Extract all of the data and reproduce it precisely.

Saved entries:
--- START ---
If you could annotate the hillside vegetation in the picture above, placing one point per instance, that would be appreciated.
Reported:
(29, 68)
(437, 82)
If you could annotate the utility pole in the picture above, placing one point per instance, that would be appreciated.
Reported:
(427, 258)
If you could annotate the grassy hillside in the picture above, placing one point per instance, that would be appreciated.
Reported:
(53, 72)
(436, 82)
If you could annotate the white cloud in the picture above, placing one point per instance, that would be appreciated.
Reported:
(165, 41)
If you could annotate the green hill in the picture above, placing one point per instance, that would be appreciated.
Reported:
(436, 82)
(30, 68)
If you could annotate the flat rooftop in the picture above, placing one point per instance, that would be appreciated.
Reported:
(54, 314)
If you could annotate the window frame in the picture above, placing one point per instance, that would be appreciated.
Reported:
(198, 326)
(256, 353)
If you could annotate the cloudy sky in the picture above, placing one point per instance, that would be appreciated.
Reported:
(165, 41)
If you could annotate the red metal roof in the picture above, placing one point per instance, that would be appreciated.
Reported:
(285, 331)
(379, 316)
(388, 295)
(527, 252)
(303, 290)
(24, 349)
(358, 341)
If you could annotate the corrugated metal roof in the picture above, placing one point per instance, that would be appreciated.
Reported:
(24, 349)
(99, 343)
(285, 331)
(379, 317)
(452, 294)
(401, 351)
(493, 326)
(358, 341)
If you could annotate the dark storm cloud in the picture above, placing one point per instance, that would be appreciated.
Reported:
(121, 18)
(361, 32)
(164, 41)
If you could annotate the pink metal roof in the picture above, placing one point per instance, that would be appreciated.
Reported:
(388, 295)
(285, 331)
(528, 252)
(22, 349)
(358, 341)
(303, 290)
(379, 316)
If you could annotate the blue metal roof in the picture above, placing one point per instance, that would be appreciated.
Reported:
--- END ---
EXERCISE RESULT:
If you could annotate the hillside vegetation in the picture above, placing one point per instance, that would be appreciated.
Reported:
(29, 68)
(437, 82)
If you could annotate the utility pole in the picture above, placing one point per instance, that would be appreciated.
Reported:
(427, 258)
If you could annotate the grassy hillside in the picture above, placing one point per instance, that would be appreciated.
Reported:
(53, 72)
(436, 82)
If you could annotate the white cloud in the picture above, placing one point per instance, that would be appreciated.
Reported:
(165, 41)
If you could annotate the green hill in the picture above, placing one point per instance, that would be appreciated.
Reported:
(436, 82)
(30, 68)
If you could annotate the flat rooftop in the picture above, placing one point per instance, that would be appreciated.
Reported:
(54, 314)
If you could annotate the window frame in the picture above, placing one point per instance, that would be appreciated.
Reported:
(198, 326)
(256, 353)
If you could annotate the cloudy sky in the picture above, placing one point per instance, that would be appreciated.
Reported:
(165, 41)
If you could annotate the red metal roof in the picture above, placing one point per instance, that would be appreciated.
Reported:
(285, 331)
(379, 316)
(388, 295)
(527, 252)
(303, 290)
(24, 349)
(358, 341)
If you could annotate the corrugated metal roof in the picture above, placing one point per instance, that would be appreciated.
Reported:
(24, 349)
(99, 343)
(285, 331)
(379, 317)
(452, 294)
(401, 351)
(493, 326)
(358, 341)
If you could annotate the dark storm cloud in the picture above, placing one point per instance, that would be appreciated.
Reported:
(121, 18)
(361, 32)
(164, 41)
If you could annotate the pink metal roof in the picture above, placing one point per instance, that would be appreciated.
Reported:
(388, 295)
(285, 331)
(528, 252)
(22, 349)
(358, 341)
(303, 290)
(379, 316)
If you could annotate the blue metal roof in the picture above, placing one point per instance, that would be appreciated.
Reported:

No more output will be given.